Working data Start Marker
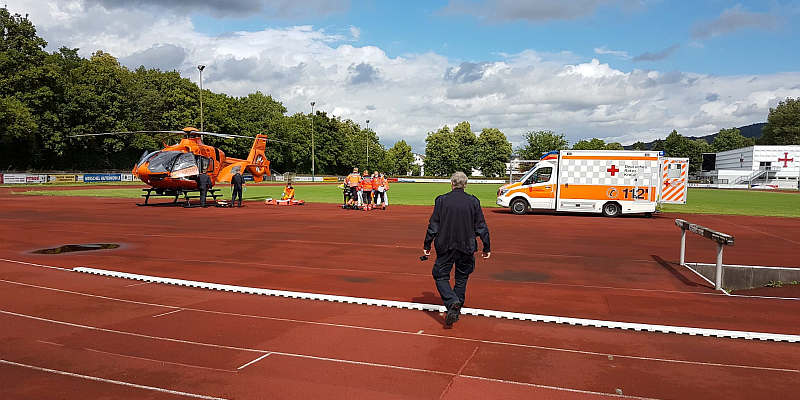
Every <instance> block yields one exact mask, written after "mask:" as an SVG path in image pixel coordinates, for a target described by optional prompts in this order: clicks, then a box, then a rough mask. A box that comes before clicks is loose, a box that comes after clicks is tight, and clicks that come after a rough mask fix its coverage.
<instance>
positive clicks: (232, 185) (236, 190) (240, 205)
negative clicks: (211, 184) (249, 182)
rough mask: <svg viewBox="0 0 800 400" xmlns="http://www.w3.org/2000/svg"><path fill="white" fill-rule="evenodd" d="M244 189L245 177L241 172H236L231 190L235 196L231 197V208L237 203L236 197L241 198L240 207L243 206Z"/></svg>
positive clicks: (239, 199) (239, 200)
mask: <svg viewBox="0 0 800 400" xmlns="http://www.w3.org/2000/svg"><path fill="white" fill-rule="evenodd" d="M242 187H244V177H243V176H242V173H241V172H236V175H234V176H233V177H232V178H231V189H232V192H233V196H231V207H233V203H235V202H236V196H237V195H238V196H239V207H241V206H242Z"/></svg>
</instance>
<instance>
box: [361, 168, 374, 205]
mask: <svg viewBox="0 0 800 400" xmlns="http://www.w3.org/2000/svg"><path fill="white" fill-rule="evenodd" d="M361 202H362V203H363V206H364V210H371V209H372V177H371V176H370V175H369V172H368V171H364V176H363V177H362V178H361Z"/></svg>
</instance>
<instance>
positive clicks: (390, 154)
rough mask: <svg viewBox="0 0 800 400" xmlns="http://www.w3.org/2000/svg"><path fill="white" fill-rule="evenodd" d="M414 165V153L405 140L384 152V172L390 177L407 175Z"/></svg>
mask: <svg viewBox="0 0 800 400" xmlns="http://www.w3.org/2000/svg"><path fill="white" fill-rule="evenodd" d="M413 163H414V153H412V152H411V146H409V145H408V144H407V143H406V141H405V140H401V141H399V142H397V143H395V144H394V146H392V148H390V149H389V150H388V151H387V152H386V166H385V167H384V169H385V172H386V173H388V174H391V175H408V174H409V172H410V171H411V165H412V164H413Z"/></svg>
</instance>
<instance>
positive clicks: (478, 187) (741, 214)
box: [21, 183, 800, 218]
mask: <svg viewBox="0 0 800 400" xmlns="http://www.w3.org/2000/svg"><path fill="white" fill-rule="evenodd" d="M499 186H500V185H496V184H473V185H469V186H467V192H468V193H471V194H474V195H475V196H477V197H478V198H479V199H480V200H481V204H483V206H484V207H496V205H495V199H496V194H497V188H498V187H499ZM217 188H218V189H221V190H222V193H224V194H225V195H226V197H228V196H230V191H229V186H228V185H217ZM247 188H248V189H247V191H246V192H245V193H244V199H245V200H258V201H263V200H264V199H265V198H267V197H272V198H280V196H281V192H282V191H283V186H281V185H275V184H250V185H248V186H247ZM30 189H31V190H29V191H26V192H22V193H21V194H28V195H43V196H90V197H112V198H130V199H138V198H140V196H141V194H142V191H141V184H139V185H138V186H137V187H135V188H134V187H132V188H130V189H128V188H124V189H123V188H104V187H102V186H93V187H91V188H87V189H69V190H37V189H36V187H35V186H32V187H30ZM449 190H450V185H449V184H447V183H394V184H392V185H391V190H390V191H389V204H395V205H428V206H430V205H433V200H434V199H435V198H436V196H438V195H440V194H443V193H447V192H448V191H449ZM295 192H296V195H295V197H296V198H298V199H303V200H305V201H307V202H309V203H339V204H341V202H342V190H341V189H339V188H338V187H337V185H336V184H323V185H320V184H313V185H312V184H302V183H299V184H296V185H295ZM155 201H159V200H158V199H156V200H155ZM162 201H163V200H162ZM663 211H664V212H677V213H690V214H720V215H753V216H768V217H793V218H800V194H798V193H797V192H775V191H767V190H763V191H761V190H719V189H689V194H688V201H687V204H685V205H684V204H667V205H664V207H663Z"/></svg>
Working data End Marker
■ **Directions**: Restate the entries above word for word, minus the pictures.

■ **Result**:
Every <instance> block yields one exact mask, written after "mask:" as an SVG path in image pixel coordinates, for a target described by optional prompts in this order: clicks, then a box, then a rough mask. A box that comes before clicks is loose, a box that comes after clicks is tight, and clicks that come after a rough mask fix its coverage.
<instance>
positive clicks: (232, 185) (236, 190) (240, 205)
negative clicks: (211, 184) (249, 182)
rough mask: <svg viewBox="0 0 800 400" xmlns="http://www.w3.org/2000/svg"><path fill="white" fill-rule="evenodd" d="M244 189L245 177L241 172H236L231 190L235 196L231 197V208L237 203L236 197L241 198L240 207L243 206Z"/></svg>
positive clicks: (239, 199) (239, 200)
mask: <svg viewBox="0 0 800 400" xmlns="http://www.w3.org/2000/svg"><path fill="white" fill-rule="evenodd" d="M242 187H244V177H243V176H242V173H241V172H236V175H234V176H233V177H232V178H231V189H232V192H233V196H231V207H233V203H235V202H236V196H237V195H238V196H239V207H241V206H242Z"/></svg>
</instance>
<instance>
box: [361, 168, 374, 205]
mask: <svg viewBox="0 0 800 400" xmlns="http://www.w3.org/2000/svg"><path fill="white" fill-rule="evenodd" d="M361 202H362V203H363V206H364V210H371V209H372V177H371V176H370V175H369V172H368V171H364V176H363V177H362V178H361Z"/></svg>
</instance>
<instance>
positive clicks: (390, 154)
rough mask: <svg viewBox="0 0 800 400" xmlns="http://www.w3.org/2000/svg"><path fill="white" fill-rule="evenodd" d="M414 165V153L405 140L384 152V172L390 177L407 175Z"/></svg>
mask: <svg viewBox="0 0 800 400" xmlns="http://www.w3.org/2000/svg"><path fill="white" fill-rule="evenodd" d="M413 163H414V153H412V152H411V146H409V145H408V144H407V143H406V141H405V140H401V141H399V142H397V143H395V144H394V146H392V148H390V149H389V150H388V151H387V152H386V166H385V167H384V169H385V172H386V173H388V174H391V175H408V174H409V172H410V171H411V165H412V164H413Z"/></svg>
</instance>
<instance>
positive clicks: (478, 187) (741, 214)
box: [21, 183, 800, 218]
mask: <svg viewBox="0 0 800 400" xmlns="http://www.w3.org/2000/svg"><path fill="white" fill-rule="evenodd" d="M499 186H500V185H496V184H473V185H469V186H467V192H468V193H471V194H474V195H475V196H477V197H478V198H479V199H480V200H481V204H483V206H484V207H496V205H495V199H496V194H497V188H498V187H499ZM217 188H218V189H221V190H222V193H224V194H225V195H226V197H228V196H230V191H229V186H228V185H217ZM247 188H248V189H247V191H246V192H245V193H244V199H245V200H258V201H263V200H264V199H265V198H267V197H272V198H280V196H281V192H282V191H283V186H281V185H275V184H250V185H248V186H247ZM30 189H31V190H29V191H26V192H22V193H21V194H28V195H43V196H90V197H112V198H130V199H138V198H140V196H141V194H142V191H141V184H139V185H138V186H137V187H135V188H134V187H132V188H130V189H128V188H124V189H123V188H104V187H102V186H93V187H91V188H87V189H69V190H37V189H36V187H35V186H32V187H30ZM449 190H450V185H449V184H447V183H394V184H392V185H391V190H390V191H389V204H395V205H428V206H430V205H433V200H434V199H435V198H436V196H438V195H440V194H443V193H447V192H448V191H449ZM295 192H296V195H295V197H296V198H298V199H303V200H305V201H307V202H309V203H339V204H341V202H342V190H341V189H339V188H338V187H337V185H336V184H323V185H320V184H313V185H312V184H302V183H299V184H296V185H295ZM155 201H159V200H158V199H156V200H155ZM162 201H163V200H162ZM663 211H664V212H677V213H690V214H720V215H753V216H768V217H793V218H800V194H798V193H797V192H775V191H767V190H763V191H761V190H719V189H689V194H688V201H687V204H685V205H684V204H667V205H664V207H663Z"/></svg>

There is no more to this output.